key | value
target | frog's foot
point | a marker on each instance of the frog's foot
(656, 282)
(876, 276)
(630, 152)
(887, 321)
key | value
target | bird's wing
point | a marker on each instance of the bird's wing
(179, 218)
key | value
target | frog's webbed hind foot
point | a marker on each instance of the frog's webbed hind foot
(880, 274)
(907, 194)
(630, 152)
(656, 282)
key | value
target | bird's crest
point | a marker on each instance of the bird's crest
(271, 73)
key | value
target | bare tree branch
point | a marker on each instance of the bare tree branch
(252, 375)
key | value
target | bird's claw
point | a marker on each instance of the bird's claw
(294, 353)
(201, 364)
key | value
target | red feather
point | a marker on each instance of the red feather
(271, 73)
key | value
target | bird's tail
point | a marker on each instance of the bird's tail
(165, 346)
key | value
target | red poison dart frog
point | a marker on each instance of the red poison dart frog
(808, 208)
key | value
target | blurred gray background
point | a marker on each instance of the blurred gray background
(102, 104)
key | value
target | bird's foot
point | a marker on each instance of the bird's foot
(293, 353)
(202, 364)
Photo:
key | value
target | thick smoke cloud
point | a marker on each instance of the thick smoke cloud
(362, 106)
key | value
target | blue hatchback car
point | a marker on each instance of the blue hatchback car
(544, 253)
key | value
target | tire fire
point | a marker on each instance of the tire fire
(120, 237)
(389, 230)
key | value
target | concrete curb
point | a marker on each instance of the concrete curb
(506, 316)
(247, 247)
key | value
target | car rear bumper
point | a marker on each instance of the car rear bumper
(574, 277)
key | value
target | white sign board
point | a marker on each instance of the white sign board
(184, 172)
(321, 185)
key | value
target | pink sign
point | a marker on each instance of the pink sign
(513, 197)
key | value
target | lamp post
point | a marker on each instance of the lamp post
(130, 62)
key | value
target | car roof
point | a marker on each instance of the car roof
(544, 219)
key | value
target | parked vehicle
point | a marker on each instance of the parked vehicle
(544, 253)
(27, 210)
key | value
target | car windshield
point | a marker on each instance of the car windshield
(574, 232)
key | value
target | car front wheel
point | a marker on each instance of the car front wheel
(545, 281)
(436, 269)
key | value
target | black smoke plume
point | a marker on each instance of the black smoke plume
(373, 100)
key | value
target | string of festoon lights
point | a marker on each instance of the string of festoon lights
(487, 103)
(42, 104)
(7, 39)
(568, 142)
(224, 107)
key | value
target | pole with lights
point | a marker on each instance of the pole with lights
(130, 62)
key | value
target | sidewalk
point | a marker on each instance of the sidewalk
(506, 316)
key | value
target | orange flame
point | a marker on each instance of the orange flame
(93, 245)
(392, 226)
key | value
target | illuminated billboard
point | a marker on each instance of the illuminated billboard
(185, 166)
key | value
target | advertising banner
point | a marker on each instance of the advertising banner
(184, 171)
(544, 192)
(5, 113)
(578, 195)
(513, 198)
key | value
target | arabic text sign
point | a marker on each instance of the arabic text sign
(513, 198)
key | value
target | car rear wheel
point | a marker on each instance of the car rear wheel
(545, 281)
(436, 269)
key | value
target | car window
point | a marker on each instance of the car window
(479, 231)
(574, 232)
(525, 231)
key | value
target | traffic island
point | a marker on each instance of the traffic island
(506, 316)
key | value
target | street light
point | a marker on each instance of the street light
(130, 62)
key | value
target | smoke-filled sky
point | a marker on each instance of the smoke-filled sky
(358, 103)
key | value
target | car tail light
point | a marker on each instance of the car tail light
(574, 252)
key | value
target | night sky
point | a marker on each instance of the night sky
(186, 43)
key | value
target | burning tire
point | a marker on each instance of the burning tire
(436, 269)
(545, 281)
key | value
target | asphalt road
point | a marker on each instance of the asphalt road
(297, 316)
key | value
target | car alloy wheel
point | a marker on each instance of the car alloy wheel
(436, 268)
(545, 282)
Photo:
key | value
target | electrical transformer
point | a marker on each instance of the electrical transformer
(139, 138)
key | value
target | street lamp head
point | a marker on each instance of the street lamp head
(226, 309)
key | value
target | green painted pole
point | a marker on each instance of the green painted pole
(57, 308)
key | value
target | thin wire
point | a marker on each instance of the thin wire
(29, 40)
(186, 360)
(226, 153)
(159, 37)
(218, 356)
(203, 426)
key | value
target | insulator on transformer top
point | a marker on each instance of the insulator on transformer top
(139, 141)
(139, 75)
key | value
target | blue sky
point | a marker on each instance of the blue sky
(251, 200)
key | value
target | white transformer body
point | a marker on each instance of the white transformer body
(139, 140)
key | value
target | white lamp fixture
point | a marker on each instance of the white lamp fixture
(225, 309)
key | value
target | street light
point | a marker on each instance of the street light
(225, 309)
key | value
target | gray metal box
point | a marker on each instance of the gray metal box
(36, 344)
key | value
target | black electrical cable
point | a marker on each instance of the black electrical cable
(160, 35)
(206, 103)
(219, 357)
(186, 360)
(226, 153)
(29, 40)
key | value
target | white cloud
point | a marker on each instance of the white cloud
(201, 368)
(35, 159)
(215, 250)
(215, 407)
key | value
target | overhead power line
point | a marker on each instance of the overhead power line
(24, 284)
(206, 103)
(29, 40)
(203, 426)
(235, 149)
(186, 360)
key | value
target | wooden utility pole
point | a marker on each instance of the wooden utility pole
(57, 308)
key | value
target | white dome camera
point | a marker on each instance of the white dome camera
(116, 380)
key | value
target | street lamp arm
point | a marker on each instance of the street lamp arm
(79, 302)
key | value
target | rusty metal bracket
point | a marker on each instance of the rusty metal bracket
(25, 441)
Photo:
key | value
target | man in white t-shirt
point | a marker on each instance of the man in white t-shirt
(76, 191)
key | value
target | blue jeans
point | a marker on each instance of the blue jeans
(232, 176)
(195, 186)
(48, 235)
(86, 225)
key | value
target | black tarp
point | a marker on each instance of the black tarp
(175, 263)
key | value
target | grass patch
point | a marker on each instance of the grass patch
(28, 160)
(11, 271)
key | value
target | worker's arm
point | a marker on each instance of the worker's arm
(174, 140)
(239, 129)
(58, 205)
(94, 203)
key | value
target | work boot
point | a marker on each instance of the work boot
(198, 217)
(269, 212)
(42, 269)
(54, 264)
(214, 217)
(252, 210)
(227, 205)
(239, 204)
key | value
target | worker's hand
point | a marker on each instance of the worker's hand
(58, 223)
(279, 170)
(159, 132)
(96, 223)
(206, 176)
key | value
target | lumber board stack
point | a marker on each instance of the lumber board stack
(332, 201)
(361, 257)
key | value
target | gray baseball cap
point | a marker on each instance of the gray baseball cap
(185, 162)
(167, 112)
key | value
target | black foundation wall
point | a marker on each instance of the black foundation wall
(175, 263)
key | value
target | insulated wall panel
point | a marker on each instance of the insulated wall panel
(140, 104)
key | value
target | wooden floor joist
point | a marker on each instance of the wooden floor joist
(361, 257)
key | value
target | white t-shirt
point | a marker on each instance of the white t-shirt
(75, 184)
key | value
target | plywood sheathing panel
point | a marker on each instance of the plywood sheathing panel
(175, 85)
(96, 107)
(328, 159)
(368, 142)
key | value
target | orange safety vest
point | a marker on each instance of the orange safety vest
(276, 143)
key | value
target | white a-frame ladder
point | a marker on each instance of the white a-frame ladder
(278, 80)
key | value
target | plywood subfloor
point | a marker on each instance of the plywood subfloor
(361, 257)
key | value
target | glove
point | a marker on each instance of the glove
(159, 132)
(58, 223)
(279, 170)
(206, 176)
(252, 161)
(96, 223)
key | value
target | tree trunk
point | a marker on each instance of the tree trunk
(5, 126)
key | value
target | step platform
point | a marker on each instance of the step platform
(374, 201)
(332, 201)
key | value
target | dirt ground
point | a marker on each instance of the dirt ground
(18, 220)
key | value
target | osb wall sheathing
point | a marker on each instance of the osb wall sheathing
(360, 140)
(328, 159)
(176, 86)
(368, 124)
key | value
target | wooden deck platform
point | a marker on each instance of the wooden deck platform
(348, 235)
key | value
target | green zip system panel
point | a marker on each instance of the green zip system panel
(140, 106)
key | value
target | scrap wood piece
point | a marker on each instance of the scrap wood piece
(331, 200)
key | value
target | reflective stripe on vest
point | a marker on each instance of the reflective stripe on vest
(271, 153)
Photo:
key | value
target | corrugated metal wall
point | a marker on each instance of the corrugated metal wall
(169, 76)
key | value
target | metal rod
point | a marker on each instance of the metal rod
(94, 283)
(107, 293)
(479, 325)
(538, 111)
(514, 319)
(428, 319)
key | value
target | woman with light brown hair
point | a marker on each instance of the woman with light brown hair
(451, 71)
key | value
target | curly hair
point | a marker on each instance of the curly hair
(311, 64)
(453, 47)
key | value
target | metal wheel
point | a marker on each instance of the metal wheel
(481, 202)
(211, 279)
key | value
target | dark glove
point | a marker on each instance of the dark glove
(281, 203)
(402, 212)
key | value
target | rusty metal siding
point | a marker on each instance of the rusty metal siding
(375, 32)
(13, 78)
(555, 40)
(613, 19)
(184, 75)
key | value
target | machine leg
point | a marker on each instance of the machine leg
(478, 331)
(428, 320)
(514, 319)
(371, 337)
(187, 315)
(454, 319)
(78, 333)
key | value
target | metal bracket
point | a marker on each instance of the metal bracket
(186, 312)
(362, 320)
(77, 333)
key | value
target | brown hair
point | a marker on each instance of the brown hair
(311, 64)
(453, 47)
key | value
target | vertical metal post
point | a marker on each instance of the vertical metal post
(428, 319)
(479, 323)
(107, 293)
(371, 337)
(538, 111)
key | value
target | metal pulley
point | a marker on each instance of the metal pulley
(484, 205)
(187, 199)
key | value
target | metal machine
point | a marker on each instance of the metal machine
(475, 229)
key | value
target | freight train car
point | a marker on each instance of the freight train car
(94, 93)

DIRECTIONS — Find every line in the material that contains the word "claw", matching case exactly, and copy each of those lines.

COMPLETE RESPONSE —
target | bird's claw
point | a marker on each instance of the bird's claw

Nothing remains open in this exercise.